* _Written task_
In the sermon below, why does the preacher consider it a perilous course for a man with a weakening faith to go on a crusade into the historical evidences of Christianity? Answer in one to three sentences.

* _Source_
But the last stage contains the supreme and most important lesson I think that we are to draw from the record of this miracle, that faith is not simply hearsay, or theoretical or traditional grasp of the external evidences of Christianity, but the evidence within. This man had it. He was examined and cross-examined by those clever, dexterous, Pharisaical officials, and he could not answer their queries. Probably he said, "Frankly, I am all at sea; you are all around me, I cannot answer your controversial queries. But this one thing I know, and you cannot get around it, and I cannot get around it, and that is, that whereas I was blind, now I see." And how did he get it? There is a great, practical lesson for us all. He got it in the one way, the only way in which any honest and earnest conviction can be gotten. He got it, not simply by expressing admiration of Christ and his teachings, not by arguing about the commands and teachings and claims of Christ; but he got it by obedience. Christ said, "Go and wash in the pool of Siloam." And he went, and washed and came seeing. There, I say, is a lesson for us all.

Would we attain this stage? Would we reach that degree of personal conviction which no outward change of circumstances or conditions can alter? We can get it in only one way: by the serious, honest, and earnest endeavor to live the one life which Christ would have us live, regardless of doctrine or creed. It is true, there are doctrines and creeds, and they have their places. But that which gives real power, real energy, which carries us through the combat of life, must be of the heart. We must not only believe Christ's teachings and Christ's claims, but we must live them, in so far as we are able. If we honestly and earnestly seek to know Christ's will, and do it, we shall sooner or later realize this deep and personal conviction of Jesus Christ. "He that keepeth these sayings of mine, and doeth my will, his faith shall be founded upon a rock."

My dear friends, I think these are very important truths to us all. Some men, when they find their faith growing weak or shaken, think they must go on some sort of a crusade into the historical evidences of Christianity. That is all right in its place, but if he puts too much emphasis upon them instead of taking up the simple commands and directions of Christ and trying to translate them into his own life, to make it one of prayer and purity, that man takes a most perilous course. He may, by a long and circuitous way, come again into a stronger and firmer faith; but the short cut, the practical way, the way that never fails, is the man who seeks honestly and earnestly to live the life at all times, in all places, in accordance with the Master's directions. We should never think that Christianity, according to the Master himself, is chiefly a way of thinking; it is a way of living. His call is always, "Follow me, follow me." Not simply spend your time in investigation; that has its place; not simply spend your time in imaginative emotionalism over the great truths of Christianity and Christ's teachings; that is all right and has its place, but still it cannot take the place of honest endeavor to follow as He would have us follow, to live as He would have us live.

He that believeth on the Son of God in this deep and true sense shall be aware within himself of the truth and reality of Jesus Christ.


[November 23, 1913]

" When Jesus therefore perceived that they would come and take him by force to make Him a king, He departed again into a mountain alone." St. John vi: 15.

Point-based annotation data:
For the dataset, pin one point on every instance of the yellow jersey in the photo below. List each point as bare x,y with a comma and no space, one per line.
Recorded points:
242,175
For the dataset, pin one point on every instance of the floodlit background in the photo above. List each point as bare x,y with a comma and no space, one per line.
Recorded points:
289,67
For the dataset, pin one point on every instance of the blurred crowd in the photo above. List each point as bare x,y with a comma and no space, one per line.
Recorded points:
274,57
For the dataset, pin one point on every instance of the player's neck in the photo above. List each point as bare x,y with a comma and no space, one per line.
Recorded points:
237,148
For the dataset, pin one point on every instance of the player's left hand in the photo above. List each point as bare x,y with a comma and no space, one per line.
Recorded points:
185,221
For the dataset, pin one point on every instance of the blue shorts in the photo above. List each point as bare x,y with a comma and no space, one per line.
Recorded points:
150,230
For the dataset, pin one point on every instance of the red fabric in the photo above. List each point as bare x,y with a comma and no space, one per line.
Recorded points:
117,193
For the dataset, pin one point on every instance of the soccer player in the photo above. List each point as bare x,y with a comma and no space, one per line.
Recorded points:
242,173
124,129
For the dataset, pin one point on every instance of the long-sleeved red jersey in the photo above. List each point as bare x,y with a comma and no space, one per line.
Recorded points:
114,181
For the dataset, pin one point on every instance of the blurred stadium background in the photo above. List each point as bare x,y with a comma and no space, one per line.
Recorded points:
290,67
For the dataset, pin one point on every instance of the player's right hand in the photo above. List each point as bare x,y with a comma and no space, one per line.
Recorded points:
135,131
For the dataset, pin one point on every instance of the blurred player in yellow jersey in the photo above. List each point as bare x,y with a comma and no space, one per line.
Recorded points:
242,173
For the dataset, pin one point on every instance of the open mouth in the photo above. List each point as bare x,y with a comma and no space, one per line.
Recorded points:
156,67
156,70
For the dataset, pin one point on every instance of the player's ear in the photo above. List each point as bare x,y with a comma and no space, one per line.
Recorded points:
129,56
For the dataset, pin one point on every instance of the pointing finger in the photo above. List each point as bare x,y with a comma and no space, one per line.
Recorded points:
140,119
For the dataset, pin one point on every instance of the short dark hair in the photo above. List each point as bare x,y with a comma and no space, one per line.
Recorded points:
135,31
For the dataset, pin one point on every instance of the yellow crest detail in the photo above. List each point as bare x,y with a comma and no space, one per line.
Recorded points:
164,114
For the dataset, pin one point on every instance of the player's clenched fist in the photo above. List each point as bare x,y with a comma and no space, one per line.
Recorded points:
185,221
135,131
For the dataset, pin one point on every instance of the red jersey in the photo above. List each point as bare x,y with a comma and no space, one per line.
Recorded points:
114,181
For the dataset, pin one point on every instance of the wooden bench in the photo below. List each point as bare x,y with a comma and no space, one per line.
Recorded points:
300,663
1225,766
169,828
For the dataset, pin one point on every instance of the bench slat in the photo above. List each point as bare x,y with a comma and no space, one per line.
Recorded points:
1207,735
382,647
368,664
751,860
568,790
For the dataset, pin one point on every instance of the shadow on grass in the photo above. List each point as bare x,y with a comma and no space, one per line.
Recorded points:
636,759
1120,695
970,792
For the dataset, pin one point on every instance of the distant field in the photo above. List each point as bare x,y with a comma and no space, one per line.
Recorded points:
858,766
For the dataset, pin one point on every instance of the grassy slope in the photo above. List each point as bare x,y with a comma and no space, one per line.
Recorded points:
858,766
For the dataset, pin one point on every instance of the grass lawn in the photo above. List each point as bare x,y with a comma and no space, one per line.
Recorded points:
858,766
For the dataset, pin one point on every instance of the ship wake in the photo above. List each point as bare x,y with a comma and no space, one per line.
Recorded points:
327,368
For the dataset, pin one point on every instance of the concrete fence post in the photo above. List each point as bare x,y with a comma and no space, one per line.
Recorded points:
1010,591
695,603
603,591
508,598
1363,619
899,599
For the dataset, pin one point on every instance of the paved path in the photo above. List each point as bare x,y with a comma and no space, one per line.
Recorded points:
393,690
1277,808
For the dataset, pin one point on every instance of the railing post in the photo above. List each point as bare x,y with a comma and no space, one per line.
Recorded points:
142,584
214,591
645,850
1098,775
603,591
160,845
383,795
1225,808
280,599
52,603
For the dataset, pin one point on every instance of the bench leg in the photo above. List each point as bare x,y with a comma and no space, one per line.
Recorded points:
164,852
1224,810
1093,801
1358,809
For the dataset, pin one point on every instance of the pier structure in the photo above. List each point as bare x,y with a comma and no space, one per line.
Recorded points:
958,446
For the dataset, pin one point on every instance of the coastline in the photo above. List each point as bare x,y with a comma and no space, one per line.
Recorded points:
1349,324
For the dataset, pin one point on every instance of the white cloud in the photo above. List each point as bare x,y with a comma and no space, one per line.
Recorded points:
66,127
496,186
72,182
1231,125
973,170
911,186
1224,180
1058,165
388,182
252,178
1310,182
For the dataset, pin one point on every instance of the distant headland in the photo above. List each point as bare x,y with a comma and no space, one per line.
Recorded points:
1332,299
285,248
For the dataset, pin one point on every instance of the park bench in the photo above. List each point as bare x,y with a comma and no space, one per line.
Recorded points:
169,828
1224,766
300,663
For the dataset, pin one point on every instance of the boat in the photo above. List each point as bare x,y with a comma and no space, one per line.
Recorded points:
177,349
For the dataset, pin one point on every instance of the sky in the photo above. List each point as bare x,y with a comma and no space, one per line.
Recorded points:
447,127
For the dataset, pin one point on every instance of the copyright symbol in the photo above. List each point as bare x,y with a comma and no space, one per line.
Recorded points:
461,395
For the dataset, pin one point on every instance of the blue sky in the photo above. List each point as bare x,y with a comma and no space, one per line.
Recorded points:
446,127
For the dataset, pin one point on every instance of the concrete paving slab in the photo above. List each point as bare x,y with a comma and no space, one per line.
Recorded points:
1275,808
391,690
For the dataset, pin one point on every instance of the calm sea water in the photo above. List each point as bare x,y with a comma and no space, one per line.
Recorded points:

* _Solution_
Such a man puts too much emphasis on the historical evidences instead of taking up Christ's simple commands and trying to translate them into his own life. The sermon holds that Christianity is chiefly a way of living, not a way of thinking, so the sure path to firm faith is honest effort to live by the Master's directions.